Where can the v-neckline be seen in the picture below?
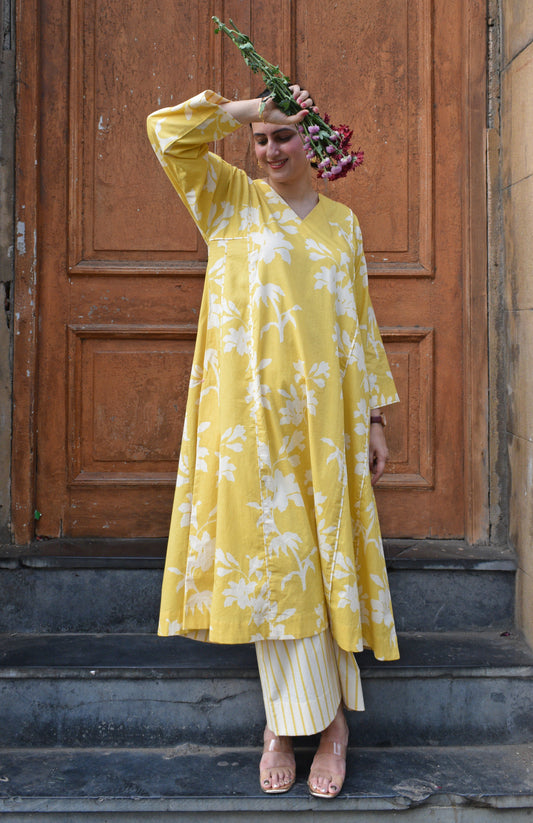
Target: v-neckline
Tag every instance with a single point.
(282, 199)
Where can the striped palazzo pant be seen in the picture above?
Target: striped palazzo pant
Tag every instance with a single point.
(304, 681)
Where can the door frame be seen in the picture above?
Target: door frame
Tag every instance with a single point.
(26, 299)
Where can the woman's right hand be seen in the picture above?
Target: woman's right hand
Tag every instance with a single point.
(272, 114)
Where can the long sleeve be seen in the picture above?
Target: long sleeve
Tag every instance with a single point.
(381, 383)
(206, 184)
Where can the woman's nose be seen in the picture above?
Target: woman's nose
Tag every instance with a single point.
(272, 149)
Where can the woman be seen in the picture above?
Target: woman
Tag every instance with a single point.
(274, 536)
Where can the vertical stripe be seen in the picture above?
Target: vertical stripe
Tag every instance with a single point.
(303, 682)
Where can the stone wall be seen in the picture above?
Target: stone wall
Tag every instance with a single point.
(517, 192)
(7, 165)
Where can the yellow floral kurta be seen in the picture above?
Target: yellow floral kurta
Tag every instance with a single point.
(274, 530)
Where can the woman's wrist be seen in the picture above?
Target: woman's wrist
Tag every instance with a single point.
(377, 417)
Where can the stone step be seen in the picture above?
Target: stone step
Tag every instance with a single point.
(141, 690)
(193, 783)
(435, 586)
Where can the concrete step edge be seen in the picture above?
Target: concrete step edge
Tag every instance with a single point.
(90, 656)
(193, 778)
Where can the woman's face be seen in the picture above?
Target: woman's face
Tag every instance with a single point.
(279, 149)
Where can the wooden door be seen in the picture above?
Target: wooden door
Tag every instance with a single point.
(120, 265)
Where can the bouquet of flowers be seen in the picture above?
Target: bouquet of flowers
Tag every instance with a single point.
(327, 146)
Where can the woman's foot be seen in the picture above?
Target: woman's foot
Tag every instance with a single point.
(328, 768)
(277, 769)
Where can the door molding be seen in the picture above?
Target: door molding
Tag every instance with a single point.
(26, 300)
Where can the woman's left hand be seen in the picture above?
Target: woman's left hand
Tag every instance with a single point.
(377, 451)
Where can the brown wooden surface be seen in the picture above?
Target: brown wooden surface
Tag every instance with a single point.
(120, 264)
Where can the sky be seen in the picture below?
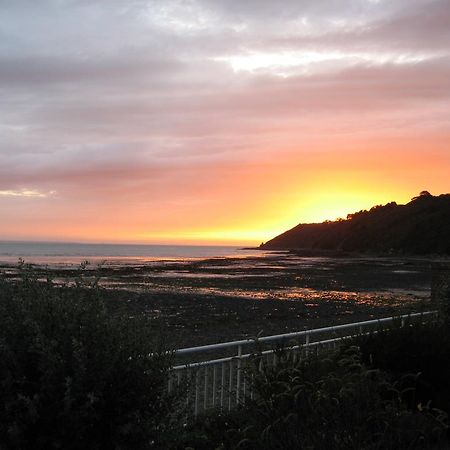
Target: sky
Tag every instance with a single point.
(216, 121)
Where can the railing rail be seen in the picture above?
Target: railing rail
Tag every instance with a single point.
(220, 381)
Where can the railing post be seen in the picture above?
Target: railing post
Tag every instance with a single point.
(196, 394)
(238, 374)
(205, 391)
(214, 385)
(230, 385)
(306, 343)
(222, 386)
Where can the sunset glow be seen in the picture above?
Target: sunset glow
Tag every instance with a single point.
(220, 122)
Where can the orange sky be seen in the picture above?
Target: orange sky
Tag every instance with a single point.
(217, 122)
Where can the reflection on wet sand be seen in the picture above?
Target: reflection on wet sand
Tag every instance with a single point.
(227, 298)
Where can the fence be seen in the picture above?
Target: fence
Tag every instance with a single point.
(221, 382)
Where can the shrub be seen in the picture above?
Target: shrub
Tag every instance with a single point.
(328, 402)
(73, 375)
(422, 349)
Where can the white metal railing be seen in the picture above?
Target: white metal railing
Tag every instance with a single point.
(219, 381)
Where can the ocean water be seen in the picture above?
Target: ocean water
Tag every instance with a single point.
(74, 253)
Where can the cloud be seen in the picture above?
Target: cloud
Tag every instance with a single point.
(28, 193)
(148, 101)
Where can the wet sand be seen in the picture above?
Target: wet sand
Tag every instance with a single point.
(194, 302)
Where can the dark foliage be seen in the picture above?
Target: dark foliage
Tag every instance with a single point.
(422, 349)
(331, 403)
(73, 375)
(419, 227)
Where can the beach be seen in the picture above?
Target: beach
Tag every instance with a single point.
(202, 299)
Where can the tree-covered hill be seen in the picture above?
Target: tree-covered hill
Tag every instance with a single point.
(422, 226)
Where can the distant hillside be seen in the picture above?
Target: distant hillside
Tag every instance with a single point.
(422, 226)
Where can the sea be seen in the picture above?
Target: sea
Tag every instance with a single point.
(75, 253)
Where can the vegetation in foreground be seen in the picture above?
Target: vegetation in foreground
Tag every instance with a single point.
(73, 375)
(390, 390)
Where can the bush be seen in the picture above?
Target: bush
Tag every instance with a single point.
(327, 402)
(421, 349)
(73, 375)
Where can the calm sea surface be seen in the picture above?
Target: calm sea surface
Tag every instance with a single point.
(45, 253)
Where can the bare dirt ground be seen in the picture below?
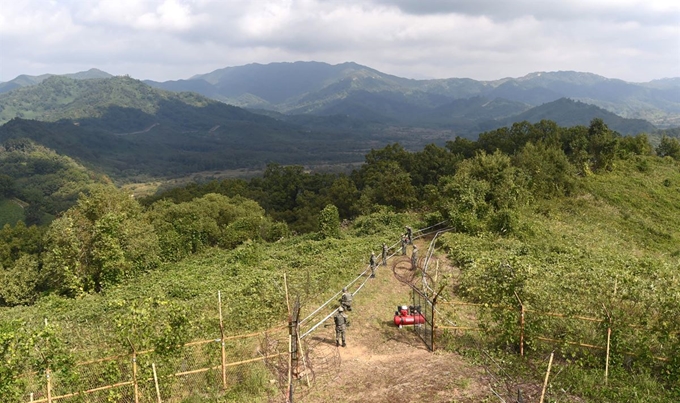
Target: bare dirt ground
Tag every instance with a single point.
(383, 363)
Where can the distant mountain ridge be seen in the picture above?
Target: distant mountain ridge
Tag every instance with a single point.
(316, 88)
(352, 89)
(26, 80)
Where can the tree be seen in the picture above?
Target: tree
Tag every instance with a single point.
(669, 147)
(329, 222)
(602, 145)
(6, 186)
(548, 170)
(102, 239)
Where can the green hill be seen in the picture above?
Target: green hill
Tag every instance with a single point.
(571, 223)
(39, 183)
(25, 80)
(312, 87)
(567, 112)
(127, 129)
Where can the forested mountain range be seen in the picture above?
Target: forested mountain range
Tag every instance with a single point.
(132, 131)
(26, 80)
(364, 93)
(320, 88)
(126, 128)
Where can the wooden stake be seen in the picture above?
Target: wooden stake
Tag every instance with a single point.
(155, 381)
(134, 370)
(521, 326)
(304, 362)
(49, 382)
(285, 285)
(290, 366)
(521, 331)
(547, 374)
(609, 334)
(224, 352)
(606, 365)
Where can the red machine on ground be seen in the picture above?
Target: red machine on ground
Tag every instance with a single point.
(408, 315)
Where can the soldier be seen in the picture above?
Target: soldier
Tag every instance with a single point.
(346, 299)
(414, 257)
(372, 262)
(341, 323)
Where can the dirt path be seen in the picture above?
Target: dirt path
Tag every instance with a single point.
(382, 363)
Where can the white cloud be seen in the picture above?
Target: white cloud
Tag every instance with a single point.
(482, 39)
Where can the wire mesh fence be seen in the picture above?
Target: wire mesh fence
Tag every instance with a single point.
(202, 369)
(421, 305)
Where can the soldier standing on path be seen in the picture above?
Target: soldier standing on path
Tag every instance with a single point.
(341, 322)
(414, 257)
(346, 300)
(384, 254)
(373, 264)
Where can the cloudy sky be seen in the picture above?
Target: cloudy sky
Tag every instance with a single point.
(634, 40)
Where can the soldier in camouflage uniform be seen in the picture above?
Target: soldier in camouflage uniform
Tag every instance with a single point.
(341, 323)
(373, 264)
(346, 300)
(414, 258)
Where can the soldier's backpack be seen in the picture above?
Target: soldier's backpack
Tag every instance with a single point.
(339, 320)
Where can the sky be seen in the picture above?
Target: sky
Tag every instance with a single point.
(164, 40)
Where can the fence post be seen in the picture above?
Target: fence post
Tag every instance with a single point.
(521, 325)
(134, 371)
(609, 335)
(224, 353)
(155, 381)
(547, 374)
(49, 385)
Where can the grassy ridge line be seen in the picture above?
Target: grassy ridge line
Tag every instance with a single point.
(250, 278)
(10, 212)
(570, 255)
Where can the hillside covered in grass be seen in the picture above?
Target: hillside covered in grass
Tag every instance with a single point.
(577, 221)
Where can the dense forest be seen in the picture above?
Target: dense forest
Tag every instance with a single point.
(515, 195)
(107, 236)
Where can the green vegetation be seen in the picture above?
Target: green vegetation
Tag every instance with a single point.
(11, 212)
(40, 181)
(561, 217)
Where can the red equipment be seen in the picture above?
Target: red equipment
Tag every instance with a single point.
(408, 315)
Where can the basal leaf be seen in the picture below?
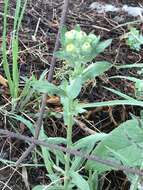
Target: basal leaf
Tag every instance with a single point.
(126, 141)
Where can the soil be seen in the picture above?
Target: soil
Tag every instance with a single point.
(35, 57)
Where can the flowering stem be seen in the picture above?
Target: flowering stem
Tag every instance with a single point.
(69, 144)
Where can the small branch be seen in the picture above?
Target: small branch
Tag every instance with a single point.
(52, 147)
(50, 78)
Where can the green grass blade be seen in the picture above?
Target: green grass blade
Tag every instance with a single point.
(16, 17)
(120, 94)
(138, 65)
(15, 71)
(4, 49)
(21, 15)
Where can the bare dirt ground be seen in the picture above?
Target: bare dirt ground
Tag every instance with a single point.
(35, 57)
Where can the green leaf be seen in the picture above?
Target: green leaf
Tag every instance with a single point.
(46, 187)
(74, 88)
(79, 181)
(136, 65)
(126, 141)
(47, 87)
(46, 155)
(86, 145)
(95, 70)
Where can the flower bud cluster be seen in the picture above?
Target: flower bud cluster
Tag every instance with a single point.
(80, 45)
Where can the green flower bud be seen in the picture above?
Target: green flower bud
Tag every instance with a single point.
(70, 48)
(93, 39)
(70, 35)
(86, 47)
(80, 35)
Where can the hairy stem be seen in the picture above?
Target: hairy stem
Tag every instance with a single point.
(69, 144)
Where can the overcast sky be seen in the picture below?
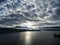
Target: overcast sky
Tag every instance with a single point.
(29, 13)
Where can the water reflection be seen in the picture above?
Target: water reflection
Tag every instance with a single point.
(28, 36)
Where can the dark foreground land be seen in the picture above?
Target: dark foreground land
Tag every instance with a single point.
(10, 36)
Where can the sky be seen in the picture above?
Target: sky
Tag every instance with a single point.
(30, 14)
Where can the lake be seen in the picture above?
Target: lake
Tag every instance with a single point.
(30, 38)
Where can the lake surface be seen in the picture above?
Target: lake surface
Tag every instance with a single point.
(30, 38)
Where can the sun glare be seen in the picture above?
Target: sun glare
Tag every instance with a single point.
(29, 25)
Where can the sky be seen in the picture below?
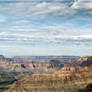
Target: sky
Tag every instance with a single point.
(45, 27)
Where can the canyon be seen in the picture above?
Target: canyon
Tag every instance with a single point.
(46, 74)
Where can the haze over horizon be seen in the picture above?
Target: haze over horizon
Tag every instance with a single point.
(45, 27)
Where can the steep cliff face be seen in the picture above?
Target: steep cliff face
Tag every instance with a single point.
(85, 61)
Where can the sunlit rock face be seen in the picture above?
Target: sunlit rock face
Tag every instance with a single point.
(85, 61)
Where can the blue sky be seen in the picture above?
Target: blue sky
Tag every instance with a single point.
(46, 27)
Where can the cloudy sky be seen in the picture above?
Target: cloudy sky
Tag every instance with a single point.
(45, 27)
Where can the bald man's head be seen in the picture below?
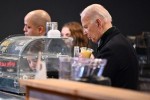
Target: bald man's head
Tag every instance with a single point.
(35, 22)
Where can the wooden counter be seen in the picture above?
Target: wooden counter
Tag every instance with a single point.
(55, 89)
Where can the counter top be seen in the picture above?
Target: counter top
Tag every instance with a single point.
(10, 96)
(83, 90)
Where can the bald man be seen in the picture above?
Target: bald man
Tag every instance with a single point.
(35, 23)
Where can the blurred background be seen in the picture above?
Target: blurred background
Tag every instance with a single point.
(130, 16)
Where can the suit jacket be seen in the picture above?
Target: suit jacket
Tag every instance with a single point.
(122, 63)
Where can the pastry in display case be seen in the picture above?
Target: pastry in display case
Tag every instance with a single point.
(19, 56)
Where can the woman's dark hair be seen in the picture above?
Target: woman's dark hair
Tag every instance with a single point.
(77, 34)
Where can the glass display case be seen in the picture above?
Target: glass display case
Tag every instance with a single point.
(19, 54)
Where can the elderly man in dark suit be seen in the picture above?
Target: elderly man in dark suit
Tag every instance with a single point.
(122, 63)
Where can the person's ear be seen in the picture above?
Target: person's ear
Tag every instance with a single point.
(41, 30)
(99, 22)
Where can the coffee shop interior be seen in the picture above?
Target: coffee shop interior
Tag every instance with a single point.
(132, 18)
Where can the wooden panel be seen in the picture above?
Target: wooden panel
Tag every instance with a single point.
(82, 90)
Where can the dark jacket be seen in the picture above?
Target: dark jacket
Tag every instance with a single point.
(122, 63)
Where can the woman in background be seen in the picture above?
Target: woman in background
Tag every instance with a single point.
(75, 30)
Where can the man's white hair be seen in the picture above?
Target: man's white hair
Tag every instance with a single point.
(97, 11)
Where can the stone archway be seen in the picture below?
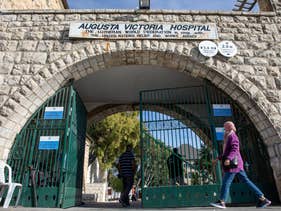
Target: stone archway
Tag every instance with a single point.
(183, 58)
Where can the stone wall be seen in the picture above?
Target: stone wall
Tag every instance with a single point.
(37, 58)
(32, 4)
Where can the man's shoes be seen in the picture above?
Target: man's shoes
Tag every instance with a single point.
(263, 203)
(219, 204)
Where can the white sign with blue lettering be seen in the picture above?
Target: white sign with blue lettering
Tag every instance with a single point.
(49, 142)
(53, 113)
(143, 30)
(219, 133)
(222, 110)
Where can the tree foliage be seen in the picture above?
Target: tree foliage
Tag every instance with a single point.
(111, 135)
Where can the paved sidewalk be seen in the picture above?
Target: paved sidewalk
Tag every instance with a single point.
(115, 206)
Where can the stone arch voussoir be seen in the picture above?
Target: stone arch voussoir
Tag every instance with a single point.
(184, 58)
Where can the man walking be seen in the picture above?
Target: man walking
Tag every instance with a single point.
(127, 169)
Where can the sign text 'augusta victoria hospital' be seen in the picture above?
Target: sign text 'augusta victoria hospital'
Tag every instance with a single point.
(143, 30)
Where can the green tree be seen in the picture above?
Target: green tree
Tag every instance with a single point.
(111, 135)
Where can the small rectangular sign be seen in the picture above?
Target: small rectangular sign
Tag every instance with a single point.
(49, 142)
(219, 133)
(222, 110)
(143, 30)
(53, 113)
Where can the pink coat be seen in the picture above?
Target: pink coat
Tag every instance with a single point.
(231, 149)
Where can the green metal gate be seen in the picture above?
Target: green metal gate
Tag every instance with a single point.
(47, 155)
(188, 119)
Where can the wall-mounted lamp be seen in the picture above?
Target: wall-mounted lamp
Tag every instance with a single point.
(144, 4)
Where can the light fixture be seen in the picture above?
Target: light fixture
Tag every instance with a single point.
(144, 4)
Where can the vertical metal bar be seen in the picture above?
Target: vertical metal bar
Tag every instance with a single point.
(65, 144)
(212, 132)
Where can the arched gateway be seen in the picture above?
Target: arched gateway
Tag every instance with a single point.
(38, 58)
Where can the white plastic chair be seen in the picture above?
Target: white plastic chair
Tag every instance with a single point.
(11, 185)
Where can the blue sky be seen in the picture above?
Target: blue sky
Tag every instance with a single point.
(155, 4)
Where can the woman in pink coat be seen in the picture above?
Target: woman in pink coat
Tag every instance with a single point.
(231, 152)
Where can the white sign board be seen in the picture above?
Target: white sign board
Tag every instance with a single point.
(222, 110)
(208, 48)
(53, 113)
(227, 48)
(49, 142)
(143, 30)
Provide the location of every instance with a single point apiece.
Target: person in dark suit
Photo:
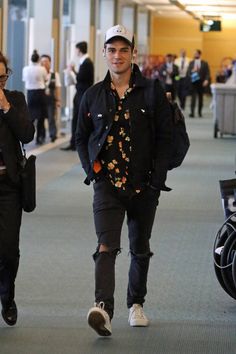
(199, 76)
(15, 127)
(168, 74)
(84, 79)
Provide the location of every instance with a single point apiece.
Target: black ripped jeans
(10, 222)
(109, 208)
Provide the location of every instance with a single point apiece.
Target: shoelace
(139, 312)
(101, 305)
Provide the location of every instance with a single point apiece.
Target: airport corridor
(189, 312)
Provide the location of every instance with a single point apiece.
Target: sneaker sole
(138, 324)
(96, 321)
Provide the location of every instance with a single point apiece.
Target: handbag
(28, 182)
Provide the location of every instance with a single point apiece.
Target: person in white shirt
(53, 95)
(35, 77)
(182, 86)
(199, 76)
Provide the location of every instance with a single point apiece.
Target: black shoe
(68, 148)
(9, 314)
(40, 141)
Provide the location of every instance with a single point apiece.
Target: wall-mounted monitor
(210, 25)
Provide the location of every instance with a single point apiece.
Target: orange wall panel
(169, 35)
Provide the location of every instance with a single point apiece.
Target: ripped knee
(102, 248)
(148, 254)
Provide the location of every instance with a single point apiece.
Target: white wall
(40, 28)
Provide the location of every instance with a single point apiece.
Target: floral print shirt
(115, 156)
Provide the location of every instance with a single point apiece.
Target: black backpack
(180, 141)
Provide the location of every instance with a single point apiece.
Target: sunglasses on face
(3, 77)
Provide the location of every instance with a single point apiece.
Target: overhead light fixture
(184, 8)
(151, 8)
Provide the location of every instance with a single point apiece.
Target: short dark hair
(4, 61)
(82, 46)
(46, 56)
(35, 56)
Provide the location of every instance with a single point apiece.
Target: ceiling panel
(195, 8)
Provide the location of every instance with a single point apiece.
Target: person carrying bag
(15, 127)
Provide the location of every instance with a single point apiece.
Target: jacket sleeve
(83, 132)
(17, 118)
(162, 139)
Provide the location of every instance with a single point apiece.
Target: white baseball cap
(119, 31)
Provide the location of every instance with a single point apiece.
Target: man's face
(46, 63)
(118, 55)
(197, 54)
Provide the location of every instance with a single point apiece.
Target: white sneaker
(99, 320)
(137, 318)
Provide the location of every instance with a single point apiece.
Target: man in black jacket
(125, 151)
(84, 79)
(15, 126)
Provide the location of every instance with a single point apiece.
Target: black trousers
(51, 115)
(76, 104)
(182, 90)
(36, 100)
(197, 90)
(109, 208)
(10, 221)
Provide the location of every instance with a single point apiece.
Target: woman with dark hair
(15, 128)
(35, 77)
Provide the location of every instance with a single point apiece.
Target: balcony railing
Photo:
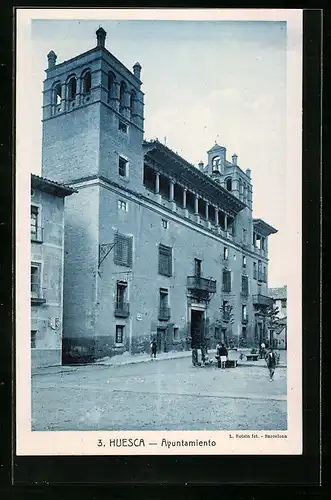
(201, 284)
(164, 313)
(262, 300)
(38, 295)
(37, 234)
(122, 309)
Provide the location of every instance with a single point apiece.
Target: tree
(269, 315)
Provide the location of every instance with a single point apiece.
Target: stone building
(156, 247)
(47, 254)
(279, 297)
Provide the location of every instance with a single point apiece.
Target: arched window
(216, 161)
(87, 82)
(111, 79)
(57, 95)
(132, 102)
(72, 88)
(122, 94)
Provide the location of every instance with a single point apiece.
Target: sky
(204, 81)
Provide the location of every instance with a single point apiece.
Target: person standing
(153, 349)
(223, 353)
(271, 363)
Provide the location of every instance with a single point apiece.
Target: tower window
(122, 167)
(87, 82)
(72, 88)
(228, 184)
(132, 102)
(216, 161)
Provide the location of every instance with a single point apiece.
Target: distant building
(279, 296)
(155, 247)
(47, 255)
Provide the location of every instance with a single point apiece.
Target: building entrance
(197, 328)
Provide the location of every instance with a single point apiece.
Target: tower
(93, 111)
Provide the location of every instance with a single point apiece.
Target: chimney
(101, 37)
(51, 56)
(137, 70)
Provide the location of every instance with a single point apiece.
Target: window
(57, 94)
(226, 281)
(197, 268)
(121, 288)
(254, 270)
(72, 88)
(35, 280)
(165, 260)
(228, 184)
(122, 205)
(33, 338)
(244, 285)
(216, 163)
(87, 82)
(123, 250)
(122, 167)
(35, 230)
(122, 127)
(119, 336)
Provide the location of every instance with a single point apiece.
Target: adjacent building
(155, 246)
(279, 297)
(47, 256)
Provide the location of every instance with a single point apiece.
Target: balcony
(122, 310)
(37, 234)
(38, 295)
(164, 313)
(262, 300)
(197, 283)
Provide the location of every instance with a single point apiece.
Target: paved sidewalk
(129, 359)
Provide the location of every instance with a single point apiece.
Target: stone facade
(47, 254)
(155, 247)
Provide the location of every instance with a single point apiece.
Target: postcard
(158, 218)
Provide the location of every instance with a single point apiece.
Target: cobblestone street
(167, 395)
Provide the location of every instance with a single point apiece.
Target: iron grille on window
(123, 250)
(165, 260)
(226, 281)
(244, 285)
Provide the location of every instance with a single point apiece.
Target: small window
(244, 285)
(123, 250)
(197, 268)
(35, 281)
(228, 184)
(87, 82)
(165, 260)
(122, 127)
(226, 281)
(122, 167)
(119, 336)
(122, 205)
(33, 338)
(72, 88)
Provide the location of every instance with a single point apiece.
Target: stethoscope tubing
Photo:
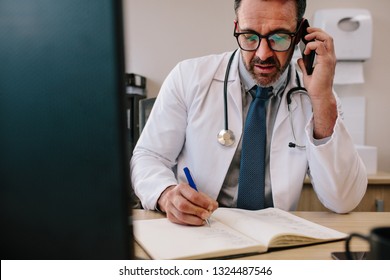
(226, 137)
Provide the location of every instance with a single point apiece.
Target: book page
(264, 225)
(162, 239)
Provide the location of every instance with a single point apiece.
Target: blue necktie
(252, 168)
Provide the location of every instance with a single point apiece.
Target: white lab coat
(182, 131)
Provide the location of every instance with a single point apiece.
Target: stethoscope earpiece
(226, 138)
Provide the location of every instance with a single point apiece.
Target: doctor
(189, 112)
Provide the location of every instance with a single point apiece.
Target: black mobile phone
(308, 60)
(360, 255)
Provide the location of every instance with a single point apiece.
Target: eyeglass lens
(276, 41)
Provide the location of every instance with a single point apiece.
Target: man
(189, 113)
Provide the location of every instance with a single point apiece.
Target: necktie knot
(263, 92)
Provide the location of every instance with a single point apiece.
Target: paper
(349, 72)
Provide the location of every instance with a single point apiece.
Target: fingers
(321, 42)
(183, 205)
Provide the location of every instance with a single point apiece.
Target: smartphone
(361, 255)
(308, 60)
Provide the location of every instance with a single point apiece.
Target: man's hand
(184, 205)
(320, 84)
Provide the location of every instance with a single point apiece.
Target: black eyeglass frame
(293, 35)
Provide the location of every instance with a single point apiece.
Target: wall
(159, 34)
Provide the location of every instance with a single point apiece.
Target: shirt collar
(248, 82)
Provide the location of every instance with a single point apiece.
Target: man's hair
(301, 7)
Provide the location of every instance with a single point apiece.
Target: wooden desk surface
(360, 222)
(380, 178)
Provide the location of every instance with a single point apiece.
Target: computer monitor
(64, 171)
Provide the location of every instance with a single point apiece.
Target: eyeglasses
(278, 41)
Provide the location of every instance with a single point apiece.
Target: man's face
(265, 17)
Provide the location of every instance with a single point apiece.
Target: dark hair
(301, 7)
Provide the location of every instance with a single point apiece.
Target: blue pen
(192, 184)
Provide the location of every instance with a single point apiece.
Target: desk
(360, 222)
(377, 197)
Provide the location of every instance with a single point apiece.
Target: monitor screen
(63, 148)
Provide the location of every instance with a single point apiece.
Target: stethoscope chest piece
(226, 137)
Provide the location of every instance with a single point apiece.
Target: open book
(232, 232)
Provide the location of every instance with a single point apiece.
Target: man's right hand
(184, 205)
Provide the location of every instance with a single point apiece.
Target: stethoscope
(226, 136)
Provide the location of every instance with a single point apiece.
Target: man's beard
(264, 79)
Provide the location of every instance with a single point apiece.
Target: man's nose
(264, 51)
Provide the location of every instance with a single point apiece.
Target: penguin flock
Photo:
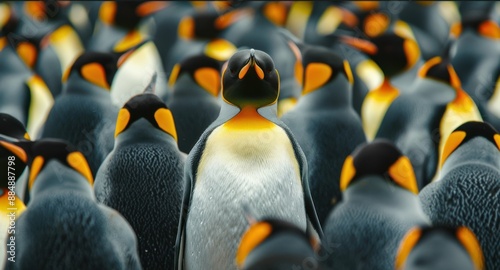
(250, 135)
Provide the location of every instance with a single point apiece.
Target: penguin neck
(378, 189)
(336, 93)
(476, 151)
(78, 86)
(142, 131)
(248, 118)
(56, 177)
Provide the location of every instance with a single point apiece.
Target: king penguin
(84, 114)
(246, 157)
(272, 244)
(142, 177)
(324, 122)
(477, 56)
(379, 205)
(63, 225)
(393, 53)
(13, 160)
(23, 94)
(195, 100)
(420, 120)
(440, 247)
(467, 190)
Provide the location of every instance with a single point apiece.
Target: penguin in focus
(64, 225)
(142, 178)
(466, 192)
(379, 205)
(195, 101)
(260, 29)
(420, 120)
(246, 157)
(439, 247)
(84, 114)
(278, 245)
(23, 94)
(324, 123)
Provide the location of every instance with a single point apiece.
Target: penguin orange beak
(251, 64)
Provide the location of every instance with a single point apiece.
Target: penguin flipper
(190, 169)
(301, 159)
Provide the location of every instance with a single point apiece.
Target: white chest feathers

Task
Copy back, word for word, every line between the top of the material above and the line that contains "Where can the woman's foot", both included, without any pictures.

Output for this task
Where can the v-neckline be seen in the picture below?
Target: v-neckline
Tag every instance with a single point.
(282, 199)
Where can the striped palazzo pant be seen in the picture above?
Target: striped palazzo pant
Tag every instance with a single point.
(304, 681)
Where can the door frame be seen in the picture above?
Target: door frame
Tag every instance with a single point.
(26, 299)
Where can the woman's right hand be seen in the picture above?
Target: woman's right hand
Tag every instance with a single point.
(272, 114)
Where can the long sleeve be seen in the picture above?
Target: long sleeve
Tag every instance with a single point.
(381, 383)
(206, 184)
Where can the woman's nose be seen in the picture above?
Target: woman's nose
Tag every instance with a single point.
(272, 149)
Where can the woman be seen in the picture above?
Target: woman
Tag every instance with a single point.
(274, 536)
Where can the vertical stripe be seen in the picture above?
Target: vertical stripe
Tag every instance with a single point.
(303, 682)
Where can the stone wall be seen in the picture above?
Target: stone wall
Tag every instance with a single point.
(517, 192)
(7, 165)
Where can the yellow floral kurta be seen in the picture above?
Target: yellow floral kurta
Tag every instance with a single point.
(274, 530)
Where can the woman's wrist be seen in the picture above?
Target: woman's wrist
Tag every instance with a single point.
(377, 417)
Where can the stone step be seen in the picture above?
Target: stone step
Tag every instance with a single point.
(141, 690)
(193, 783)
(435, 586)
Where can the concrete step edge be seen in the picture above?
Target: concrete step edge
Tag every instance with a single point.
(90, 656)
(193, 778)
Where can the woman's face be seen in the picture above?
Target: woman's face
Tag every instance with a single point.
(279, 149)
Where can the wooden door be seen in the picture above?
Target: wooden door
Tag every instance with a single point.
(120, 265)
Where can the bouquet of flowers be seen in the picture above?
Target: bouquet of flowers
Tag every instance with a single point.
(327, 146)
Where can the woman's foot be seen in the picture above?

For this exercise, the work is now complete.